■ TASK TO CARRY OUT ■
When you reach the line containing "Could you point out the bunch", begin reproducing the lines exactly and continue through the end of the listing, leaving out the pictures.

____

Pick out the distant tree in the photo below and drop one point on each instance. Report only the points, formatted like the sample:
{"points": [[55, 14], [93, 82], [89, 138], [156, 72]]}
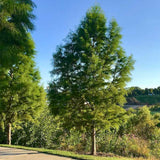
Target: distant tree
{"points": [[21, 96], [15, 22], [89, 75]]}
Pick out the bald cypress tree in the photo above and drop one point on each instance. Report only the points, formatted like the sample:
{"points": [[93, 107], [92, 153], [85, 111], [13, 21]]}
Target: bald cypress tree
{"points": [[89, 75], [15, 23], [21, 95]]}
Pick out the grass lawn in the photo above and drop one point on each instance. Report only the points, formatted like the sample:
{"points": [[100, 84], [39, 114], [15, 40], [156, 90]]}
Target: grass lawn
{"points": [[70, 154]]}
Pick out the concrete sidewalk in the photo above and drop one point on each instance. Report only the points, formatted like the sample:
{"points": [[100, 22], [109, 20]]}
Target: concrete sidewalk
{"points": [[20, 154]]}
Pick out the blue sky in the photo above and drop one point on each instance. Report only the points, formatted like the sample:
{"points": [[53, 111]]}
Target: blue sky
{"points": [[139, 20]]}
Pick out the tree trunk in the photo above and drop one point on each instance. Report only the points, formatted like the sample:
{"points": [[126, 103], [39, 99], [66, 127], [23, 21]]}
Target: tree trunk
{"points": [[93, 138], [9, 134]]}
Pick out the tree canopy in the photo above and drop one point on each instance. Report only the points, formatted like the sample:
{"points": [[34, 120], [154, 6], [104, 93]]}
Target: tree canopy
{"points": [[89, 75], [15, 23]]}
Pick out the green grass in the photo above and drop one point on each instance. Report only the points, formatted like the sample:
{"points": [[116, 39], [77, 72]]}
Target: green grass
{"points": [[70, 154]]}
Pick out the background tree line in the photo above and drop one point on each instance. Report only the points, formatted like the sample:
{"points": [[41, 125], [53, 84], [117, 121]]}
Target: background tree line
{"points": [[83, 111]]}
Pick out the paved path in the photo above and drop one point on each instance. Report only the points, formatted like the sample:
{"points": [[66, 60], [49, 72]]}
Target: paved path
{"points": [[19, 154]]}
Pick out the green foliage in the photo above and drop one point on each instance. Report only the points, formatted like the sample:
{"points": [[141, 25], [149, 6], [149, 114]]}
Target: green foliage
{"points": [[21, 96], [89, 75], [15, 22], [71, 154]]}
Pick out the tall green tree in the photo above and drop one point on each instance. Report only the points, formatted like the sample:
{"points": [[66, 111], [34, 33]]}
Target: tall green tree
{"points": [[89, 75], [15, 22], [21, 96]]}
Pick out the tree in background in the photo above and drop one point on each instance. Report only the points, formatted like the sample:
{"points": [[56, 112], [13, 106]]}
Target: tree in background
{"points": [[15, 22], [21, 96], [89, 75]]}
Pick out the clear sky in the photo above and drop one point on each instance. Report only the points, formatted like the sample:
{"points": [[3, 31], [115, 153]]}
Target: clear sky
{"points": [[139, 20]]}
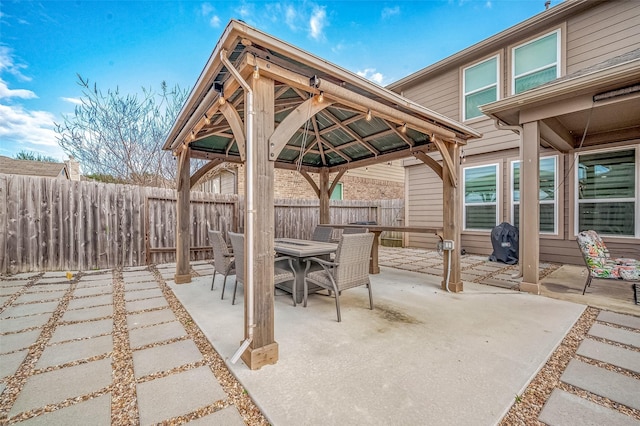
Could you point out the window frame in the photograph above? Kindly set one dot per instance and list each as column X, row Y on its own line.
column 554, row 201
column 576, row 182
column 558, row 63
column 496, row 202
column 464, row 90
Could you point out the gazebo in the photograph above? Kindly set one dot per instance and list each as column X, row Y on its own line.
column 267, row 104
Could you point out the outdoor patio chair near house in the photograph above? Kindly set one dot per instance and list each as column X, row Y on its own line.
column 223, row 260
column 349, row 231
column 281, row 274
column 349, row 269
column 602, row 266
column 322, row 234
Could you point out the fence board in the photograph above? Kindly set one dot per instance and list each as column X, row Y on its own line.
column 55, row 224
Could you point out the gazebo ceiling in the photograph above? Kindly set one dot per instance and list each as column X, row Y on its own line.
column 345, row 120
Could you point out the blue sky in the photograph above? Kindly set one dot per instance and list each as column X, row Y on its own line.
column 135, row 44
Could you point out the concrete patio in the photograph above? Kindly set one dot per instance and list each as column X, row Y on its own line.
column 422, row 356
column 120, row 348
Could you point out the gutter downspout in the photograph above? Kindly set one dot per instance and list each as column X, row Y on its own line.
column 518, row 130
column 249, row 205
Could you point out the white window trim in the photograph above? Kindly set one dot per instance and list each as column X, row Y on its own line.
column 576, row 182
column 557, row 63
column 497, row 201
column 554, row 201
column 464, row 90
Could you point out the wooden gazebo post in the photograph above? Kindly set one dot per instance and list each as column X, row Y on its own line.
column 263, row 348
column 324, row 196
column 183, row 235
column 451, row 216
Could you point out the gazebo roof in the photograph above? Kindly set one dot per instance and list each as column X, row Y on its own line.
column 359, row 122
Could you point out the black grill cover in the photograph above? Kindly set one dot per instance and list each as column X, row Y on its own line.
column 504, row 239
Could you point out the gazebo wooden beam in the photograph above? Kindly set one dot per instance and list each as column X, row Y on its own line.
column 287, row 128
column 203, row 171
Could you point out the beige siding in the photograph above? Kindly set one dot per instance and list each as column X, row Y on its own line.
column 424, row 204
column 439, row 94
column 601, row 33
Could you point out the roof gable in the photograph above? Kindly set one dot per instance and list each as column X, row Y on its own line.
column 12, row 166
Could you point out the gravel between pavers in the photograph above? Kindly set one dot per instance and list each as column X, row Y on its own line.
column 124, row 405
column 527, row 406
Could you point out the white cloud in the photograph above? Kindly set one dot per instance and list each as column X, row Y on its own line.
column 8, row 64
column 317, row 22
column 206, row 9
column 390, row 11
column 75, row 101
column 215, row 21
column 208, row 12
column 5, row 92
column 290, row 17
column 245, row 11
column 371, row 74
column 27, row 127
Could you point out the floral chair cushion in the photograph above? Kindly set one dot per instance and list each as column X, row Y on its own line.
column 600, row 263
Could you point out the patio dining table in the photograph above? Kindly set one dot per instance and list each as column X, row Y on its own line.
column 374, row 267
column 301, row 250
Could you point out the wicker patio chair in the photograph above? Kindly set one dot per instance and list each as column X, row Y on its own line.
column 349, row 231
column 600, row 263
column 223, row 261
column 281, row 274
column 349, row 269
column 322, row 233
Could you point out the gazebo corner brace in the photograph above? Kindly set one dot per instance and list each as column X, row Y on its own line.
column 249, row 203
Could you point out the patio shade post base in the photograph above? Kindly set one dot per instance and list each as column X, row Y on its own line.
column 182, row 279
column 453, row 287
column 533, row 288
column 256, row 358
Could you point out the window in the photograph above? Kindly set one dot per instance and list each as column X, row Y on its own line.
column 337, row 192
column 480, row 197
column 480, row 86
column 548, row 197
column 536, row 62
column 608, row 192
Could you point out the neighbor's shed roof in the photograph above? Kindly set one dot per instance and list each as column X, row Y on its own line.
column 12, row 166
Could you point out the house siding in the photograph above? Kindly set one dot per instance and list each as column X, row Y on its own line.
column 439, row 94
column 601, row 33
column 593, row 35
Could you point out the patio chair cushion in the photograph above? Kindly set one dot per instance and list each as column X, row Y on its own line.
column 601, row 264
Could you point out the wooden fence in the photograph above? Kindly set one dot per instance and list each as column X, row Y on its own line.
column 53, row 224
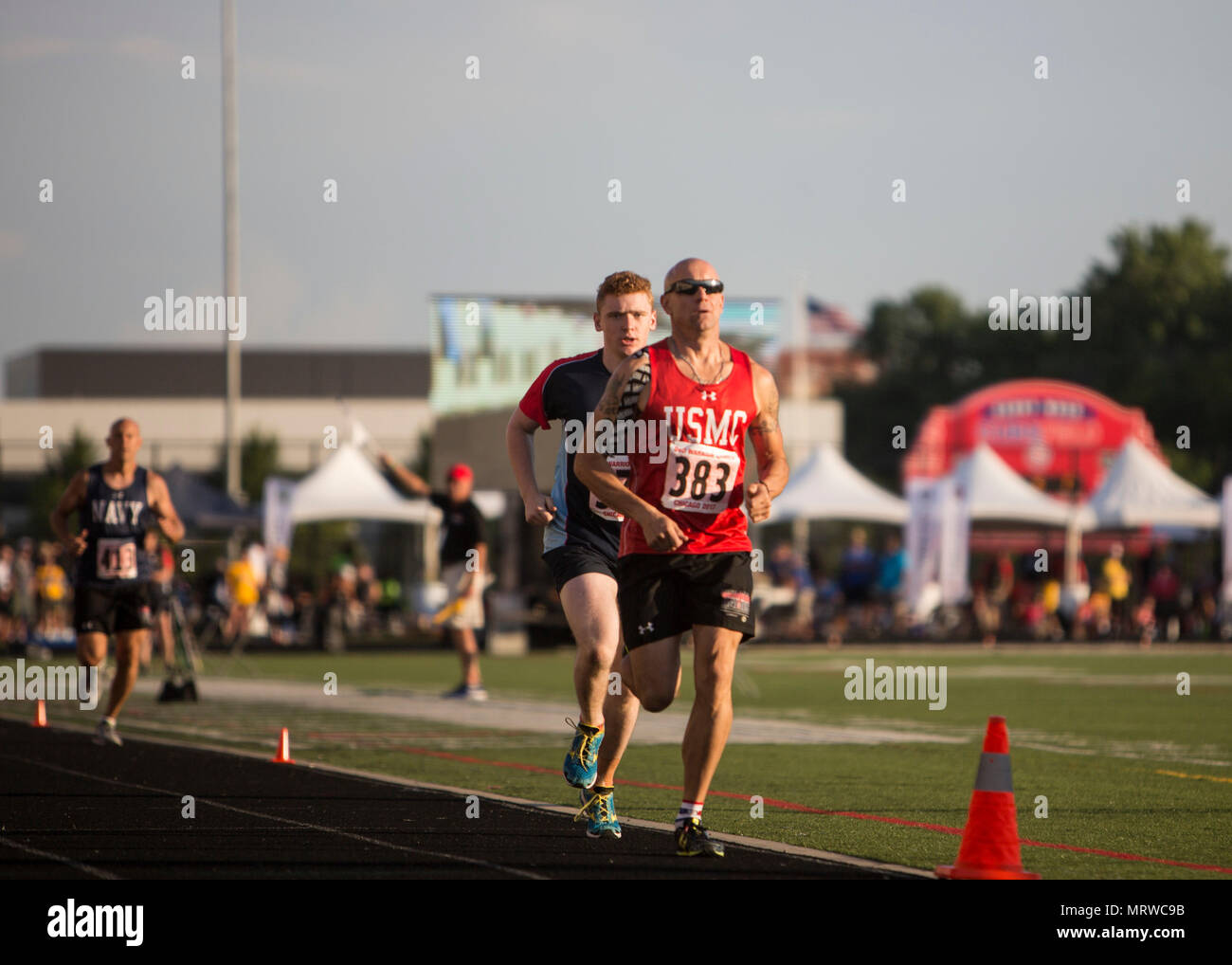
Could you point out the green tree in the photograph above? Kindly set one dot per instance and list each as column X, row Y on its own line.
column 258, row 459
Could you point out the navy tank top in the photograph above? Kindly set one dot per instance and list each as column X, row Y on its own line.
column 115, row 521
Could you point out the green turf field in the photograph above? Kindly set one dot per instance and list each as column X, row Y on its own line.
column 1128, row 764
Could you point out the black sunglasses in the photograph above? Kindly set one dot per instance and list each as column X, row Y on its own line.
column 689, row 286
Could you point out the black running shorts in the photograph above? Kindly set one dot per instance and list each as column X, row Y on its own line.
column 664, row 594
column 567, row 562
column 111, row 609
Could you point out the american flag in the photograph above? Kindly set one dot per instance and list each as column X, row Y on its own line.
column 829, row 319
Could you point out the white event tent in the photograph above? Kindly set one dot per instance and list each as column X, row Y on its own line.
column 1141, row 491
column 992, row 491
column 829, row 487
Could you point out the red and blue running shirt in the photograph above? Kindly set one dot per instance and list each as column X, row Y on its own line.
column 698, row 480
column 570, row 390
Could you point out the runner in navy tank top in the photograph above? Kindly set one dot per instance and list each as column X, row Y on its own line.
column 582, row 537
column 684, row 559
column 116, row 501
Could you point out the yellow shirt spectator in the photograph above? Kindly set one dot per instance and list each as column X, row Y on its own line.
column 1117, row 578
column 52, row 583
column 242, row 583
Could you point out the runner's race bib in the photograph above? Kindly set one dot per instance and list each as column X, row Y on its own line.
column 620, row 466
column 700, row 479
column 116, row 558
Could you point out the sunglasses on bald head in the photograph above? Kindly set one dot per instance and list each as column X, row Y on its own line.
column 689, row 286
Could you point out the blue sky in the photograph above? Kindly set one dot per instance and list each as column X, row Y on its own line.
column 500, row 185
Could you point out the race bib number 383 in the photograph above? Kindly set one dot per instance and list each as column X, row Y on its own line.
column 116, row 558
column 700, row 477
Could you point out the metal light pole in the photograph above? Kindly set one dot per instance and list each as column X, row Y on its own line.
column 230, row 245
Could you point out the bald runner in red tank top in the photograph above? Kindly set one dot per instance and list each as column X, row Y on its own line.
column 701, row 483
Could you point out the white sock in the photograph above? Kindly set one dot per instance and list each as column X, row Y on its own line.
column 689, row 810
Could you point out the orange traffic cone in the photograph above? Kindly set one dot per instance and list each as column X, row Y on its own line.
column 989, row 841
column 284, row 750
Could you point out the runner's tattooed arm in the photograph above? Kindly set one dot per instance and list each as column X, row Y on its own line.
column 163, row 509
column 767, row 439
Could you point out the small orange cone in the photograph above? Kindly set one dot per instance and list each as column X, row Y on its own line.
column 989, row 841
column 284, row 750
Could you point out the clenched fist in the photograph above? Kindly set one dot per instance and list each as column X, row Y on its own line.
column 756, row 501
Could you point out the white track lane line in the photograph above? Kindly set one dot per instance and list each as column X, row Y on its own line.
column 516, row 871
column 78, row 865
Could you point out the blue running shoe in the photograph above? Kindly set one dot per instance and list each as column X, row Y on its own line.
column 600, row 813
column 582, row 763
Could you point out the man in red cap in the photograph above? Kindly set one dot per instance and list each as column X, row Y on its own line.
column 463, row 565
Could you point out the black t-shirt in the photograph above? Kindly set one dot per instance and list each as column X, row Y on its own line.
column 462, row 526
column 115, row 521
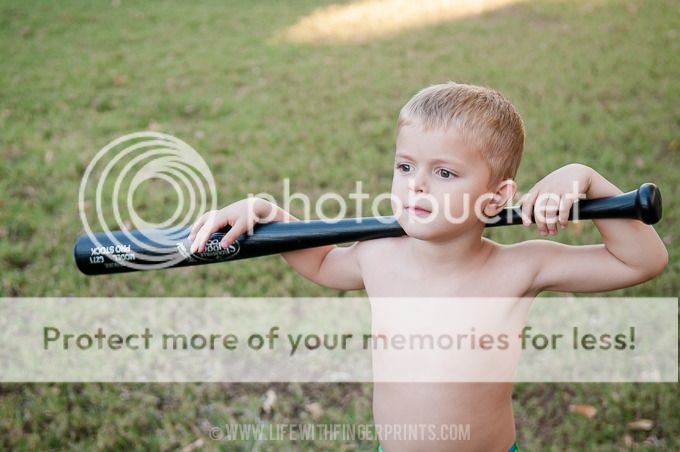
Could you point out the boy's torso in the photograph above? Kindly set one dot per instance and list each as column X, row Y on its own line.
column 485, row 407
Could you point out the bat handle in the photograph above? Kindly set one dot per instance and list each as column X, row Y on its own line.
column 643, row 204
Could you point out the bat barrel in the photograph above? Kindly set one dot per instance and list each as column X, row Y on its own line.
column 127, row 251
column 643, row 204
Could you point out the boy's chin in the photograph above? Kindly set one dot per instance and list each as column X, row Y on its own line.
column 424, row 229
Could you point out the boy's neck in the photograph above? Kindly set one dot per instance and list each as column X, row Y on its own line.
column 464, row 251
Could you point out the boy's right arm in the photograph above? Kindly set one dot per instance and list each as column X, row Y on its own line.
column 330, row 266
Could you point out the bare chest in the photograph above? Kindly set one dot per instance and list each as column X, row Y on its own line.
column 387, row 272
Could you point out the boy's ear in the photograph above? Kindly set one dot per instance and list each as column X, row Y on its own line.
column 503, row 194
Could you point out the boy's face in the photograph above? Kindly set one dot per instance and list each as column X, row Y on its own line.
column 436, row 170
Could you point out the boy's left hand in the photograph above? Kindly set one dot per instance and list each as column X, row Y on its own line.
column 552, row 197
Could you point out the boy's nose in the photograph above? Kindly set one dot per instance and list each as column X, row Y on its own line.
column 418, row 183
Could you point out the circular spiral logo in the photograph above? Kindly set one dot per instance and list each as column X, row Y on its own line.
column 136, row 171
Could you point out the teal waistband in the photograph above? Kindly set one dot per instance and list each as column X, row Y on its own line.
column 513, row 448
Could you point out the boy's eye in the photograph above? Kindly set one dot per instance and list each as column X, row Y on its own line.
column 403, row 167
column 446, row 174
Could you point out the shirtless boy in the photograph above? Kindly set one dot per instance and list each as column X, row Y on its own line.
column 456, row 144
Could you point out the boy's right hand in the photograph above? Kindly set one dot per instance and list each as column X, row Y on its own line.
column 241, row 216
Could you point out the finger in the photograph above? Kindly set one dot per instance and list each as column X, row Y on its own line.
column 552, row 210
column 234, row 232
column 539, row 214
column 527, row 204
column 565, row 209
column 211, row 225
column 197, row 226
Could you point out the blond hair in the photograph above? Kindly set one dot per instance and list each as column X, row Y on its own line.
column 487, row 121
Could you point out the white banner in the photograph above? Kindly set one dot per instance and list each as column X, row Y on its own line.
column 338, row 339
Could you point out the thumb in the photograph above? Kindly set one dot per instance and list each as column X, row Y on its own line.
column 234, row 232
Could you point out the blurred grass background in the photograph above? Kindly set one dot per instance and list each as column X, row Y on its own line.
column 596, row 82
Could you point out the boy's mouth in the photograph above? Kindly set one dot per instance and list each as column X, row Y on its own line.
column 418, row 211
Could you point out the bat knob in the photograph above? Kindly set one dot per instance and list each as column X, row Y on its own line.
column 648, row 203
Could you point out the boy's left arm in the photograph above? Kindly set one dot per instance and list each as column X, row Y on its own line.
column 632, row 251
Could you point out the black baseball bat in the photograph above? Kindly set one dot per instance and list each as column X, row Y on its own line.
column 127, row 251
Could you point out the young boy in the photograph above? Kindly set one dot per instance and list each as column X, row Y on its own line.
column 457, row 144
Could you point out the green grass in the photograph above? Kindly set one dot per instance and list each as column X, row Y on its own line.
column 596, row 82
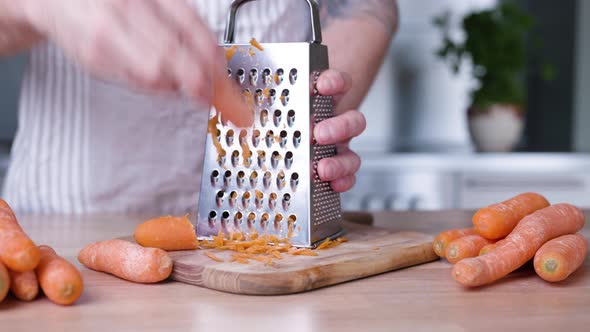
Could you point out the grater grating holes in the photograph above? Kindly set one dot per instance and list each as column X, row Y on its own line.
column 263, row 117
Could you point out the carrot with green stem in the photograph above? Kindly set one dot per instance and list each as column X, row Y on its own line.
column 17, row 251
column 442, row 240
column 466, row 246
column 498, row 220
column 520, row 245
column 559, row 258
column 60, row 281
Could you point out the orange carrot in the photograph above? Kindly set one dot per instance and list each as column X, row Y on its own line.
column 4, row 282
column 60, row 281
column 213, row 257
column 17, row 251
column 442, row 240
column 466, row 246
column 490, row 247
column 560, row 257
column 167, row 233
column 127, row 260
column 498, row 220
column 24, row 285
column 520, row 245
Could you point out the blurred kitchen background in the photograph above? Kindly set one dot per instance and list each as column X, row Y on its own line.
column 417, row 151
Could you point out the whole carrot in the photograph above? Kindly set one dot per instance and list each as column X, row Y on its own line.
column 24, row 285
column 127, row 260
column 60, row 281
column 167, row 233
column 442, row 240
column 490, row 247
column 466, row 246
column 560, row 257
column 498, row 220
column 4, row 282
column 17, row 251
column 520, row 245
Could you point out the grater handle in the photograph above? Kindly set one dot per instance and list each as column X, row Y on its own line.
column 316, row 29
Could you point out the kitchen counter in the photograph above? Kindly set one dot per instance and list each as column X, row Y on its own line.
column 420, row 298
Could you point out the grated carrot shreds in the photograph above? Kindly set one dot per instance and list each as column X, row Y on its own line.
column 325, row 244
column 261, row 248
column 256, row 44
column 230, row 52
column 304, row 252
column 213, row 257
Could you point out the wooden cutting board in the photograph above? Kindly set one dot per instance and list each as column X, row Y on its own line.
column 370, row 251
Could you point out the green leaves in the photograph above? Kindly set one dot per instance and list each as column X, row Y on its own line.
column 495, row 44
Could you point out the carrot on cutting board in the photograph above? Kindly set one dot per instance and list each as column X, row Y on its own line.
column 167, row 233
column 4, row 282
column 520, row 245
column 560, row 257
column 17, row 251
column 24, row 285
column 127, row 260
column 59, row 279
column 498, row 220
column 466, row 246
column 442, row 240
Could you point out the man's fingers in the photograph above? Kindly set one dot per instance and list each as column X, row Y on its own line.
column 342, row 165
column 334, row 83
column 340, row 128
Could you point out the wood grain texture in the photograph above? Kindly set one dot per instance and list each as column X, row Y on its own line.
column 370, row 251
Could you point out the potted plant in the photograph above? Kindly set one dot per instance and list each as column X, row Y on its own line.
column 495, row 48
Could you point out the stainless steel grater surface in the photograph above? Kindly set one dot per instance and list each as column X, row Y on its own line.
column 264, row 178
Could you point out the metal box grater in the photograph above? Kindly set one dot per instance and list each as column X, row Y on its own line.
column 264, row 178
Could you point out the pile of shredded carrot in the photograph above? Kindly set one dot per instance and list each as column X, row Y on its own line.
column 264, row 248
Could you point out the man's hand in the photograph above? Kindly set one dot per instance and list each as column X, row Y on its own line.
column 157, row 45
column 339, row 130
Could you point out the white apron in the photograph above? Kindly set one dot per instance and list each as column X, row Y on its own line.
column 85, row 146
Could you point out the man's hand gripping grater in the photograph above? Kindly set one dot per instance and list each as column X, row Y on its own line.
column 264, row 178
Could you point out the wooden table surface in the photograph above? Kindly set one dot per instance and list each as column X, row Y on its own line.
column 421, row 298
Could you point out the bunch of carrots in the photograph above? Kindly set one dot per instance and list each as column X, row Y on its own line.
column 507, row 235
column 25, row 267
column 148, row 261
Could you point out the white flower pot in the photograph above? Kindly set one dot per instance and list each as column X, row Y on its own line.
column 497, row 128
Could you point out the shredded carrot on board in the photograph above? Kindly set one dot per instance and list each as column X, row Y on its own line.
column 261, row 248
column 213, row 257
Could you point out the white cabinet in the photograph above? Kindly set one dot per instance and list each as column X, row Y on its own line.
column 470, row 181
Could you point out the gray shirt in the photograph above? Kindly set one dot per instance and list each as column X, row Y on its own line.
column 88, row 146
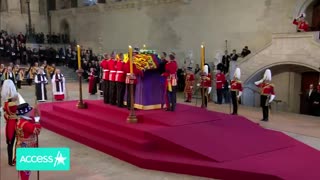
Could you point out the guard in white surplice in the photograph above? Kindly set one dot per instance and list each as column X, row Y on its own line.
column 58, row 86
column 41, row 81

____

■ YOUR RESPONSE ■
Could you point out the bunch of carrots in the photograph above? Kindly set one dot per instance and list each as column X, row Y on its own line.
column 507, row 235
column 25, row 267
column 148, row 261
Could you point out the white flower pot in the photograph above? Kindly set one dot per instance and list each as column X, row Y on its own line.
column 497, row 128
Could you point out the shredded carrot on board in the photograph above? Kindly set one dot per instance and list each as column X, row Y on its own line.
column 261, row 248
column 213, row 257
Could you point out the white cabinet in the photograph above? Kindly set one dot per instance and list each as column X, row Y on its own line.
column 470, row 181
Could you point out the gray shirt in the photograph above? Kindly set one dot per instance and list each as column X, row Y on its own line.
column 88, row 146
Could you point out the guard in white surplice in the photograph above? Kindly set one dot per instance and list each as column X, row Y on its own line.
column 58, row 86
column 41, row 81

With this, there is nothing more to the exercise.